**Problem set:**
a. According to the passage on the 1992 North Carolina governor's race, why was James G. Martin unable to run again?
b. Pick up the passage on the 1992 North Carolina governor's race after its last sentence and keep writing.

**Text shown:**
================================
The 1992 North Carolina gubernatorial election was held on November 3, 1992. Incumbent Governor James G. Martin was unable to run for a third consecutive term due to term limits, and his Lieutenant Governor, Jim Gardner, was chosen to replace him as the Republican nominee. Gardner had also been the nominee in a previous gubernatorial election twenty four years earlier. Former Governor Jim Hunt decided to seek his third term as the Democratic nominee. The race became one of the nastiest and most talked about races in the country, with Hunt winning a third term easily over Gardner and Libertarian nominee Scott McLaughlin.
================================
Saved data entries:

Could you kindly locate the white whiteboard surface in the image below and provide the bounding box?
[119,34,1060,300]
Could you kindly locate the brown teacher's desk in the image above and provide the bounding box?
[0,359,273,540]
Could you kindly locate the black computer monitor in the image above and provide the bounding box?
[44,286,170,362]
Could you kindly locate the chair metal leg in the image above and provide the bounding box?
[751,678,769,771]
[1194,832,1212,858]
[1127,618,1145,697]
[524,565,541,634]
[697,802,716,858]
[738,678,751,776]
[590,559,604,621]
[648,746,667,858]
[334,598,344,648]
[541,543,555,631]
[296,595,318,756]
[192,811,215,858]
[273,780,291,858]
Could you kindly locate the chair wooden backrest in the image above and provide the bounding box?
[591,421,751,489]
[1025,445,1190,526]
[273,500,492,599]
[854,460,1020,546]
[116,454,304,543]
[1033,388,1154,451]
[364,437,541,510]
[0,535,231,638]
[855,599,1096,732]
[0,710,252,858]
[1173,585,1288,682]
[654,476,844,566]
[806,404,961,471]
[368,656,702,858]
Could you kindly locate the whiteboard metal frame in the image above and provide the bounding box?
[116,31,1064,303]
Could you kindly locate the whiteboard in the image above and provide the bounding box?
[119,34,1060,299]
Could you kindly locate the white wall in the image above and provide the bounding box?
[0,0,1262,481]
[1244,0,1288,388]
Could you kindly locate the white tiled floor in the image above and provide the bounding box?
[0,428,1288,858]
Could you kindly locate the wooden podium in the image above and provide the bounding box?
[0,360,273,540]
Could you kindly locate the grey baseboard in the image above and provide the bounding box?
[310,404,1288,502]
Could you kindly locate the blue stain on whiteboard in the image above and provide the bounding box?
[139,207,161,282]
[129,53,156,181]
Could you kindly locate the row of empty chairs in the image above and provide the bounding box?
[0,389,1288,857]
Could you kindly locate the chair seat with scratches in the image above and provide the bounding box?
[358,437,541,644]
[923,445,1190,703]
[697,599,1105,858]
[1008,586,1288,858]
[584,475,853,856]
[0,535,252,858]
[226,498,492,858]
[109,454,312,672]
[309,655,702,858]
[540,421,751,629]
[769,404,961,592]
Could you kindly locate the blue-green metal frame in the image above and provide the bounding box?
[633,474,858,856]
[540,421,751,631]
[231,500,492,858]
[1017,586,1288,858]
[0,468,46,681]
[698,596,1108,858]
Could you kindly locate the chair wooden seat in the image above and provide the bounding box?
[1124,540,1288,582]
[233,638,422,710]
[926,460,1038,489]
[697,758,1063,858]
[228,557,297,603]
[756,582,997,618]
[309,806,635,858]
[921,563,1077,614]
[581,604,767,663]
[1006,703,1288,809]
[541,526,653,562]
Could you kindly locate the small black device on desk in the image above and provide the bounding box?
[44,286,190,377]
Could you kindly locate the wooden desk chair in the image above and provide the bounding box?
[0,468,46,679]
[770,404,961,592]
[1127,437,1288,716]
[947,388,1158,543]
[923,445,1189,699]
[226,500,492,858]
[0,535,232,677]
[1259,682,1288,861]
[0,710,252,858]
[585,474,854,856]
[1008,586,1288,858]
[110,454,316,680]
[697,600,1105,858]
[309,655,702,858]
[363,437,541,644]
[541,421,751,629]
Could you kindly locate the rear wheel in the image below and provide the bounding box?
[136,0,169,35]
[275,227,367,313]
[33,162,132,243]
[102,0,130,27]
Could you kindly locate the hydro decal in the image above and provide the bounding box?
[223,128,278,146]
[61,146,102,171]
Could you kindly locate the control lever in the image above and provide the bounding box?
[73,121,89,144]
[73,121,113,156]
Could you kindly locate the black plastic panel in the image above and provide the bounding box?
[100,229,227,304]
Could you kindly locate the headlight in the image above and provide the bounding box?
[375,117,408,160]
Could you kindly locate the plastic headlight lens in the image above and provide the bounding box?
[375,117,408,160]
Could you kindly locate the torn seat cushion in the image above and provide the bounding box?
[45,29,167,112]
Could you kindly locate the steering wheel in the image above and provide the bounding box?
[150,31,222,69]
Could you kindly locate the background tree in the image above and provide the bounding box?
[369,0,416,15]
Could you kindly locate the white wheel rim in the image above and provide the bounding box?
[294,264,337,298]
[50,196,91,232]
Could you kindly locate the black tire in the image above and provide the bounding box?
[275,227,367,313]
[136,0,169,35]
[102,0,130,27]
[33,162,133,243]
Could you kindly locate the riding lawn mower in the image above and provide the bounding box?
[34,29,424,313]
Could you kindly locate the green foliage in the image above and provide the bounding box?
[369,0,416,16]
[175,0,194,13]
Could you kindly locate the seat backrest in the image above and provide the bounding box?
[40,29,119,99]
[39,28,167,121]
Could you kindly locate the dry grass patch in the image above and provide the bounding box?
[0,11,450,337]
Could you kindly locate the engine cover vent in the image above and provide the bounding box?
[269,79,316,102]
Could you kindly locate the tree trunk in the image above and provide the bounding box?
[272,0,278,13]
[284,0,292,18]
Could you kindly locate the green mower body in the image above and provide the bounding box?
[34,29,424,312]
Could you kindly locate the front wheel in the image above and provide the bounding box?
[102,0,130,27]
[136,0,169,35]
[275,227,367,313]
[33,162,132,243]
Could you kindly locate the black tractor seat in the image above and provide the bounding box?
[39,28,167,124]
================================
**Written answers:**
a. Term limits barred him from seeking a third consecutive term.

b.
==Republican primary==
=== Candidates ===
- Gary M. Dunn
- Jim Gardner, lieutenant governor of North Carolina and former U.S. representative from Rocky Mount
- Ruby Hooper, former deputy secretary of the North Carolina Department of Human Resources and candidate for governor in 1984

=== Results ===

1992 Republican gubernatorial primary^{[better source needed]}
| Party |  | Candidate | Votes | % |
|---|---|---|---|---|
|  | Republican | Jim Gardner | 215,528 | 81.96% |
|  | Republican | Ruby T. Hooper | 26,179 | 9.96% |
|  | Republican | Gary M. Dunn | 21,256 | 8.08% |
| Total votes |  |  | 262,963 | 100.00% |

== Democratic primary ==
=== Candidates ===
- Jim Hunt, former governor of North Carolina
- Lacy Thornburg, North Carolina attorney general and former state representative
- Marcus W. Williams

=== Results ===

1992 Democratic gubernatorial primary^{[better source needed]}
| Party |  | Candidate | Votes | % |
|---|---|---|---|---|
|  | Democratic | Jim Hunt | 459,300 | 65.46% |
|  | Democratic | Lacy Thornburg | 188,806 | 26.91% |
|  | Democratic | Marcus W. Williams | 25,660 | 3.66% |
| Total votes |  |  | 673,766 | 100.00% |

==General election==

=== Candidates ===

- Jim Gardner, lieutenant governor of North Carolina and former U.S. representative from Rocky Mount (Republican)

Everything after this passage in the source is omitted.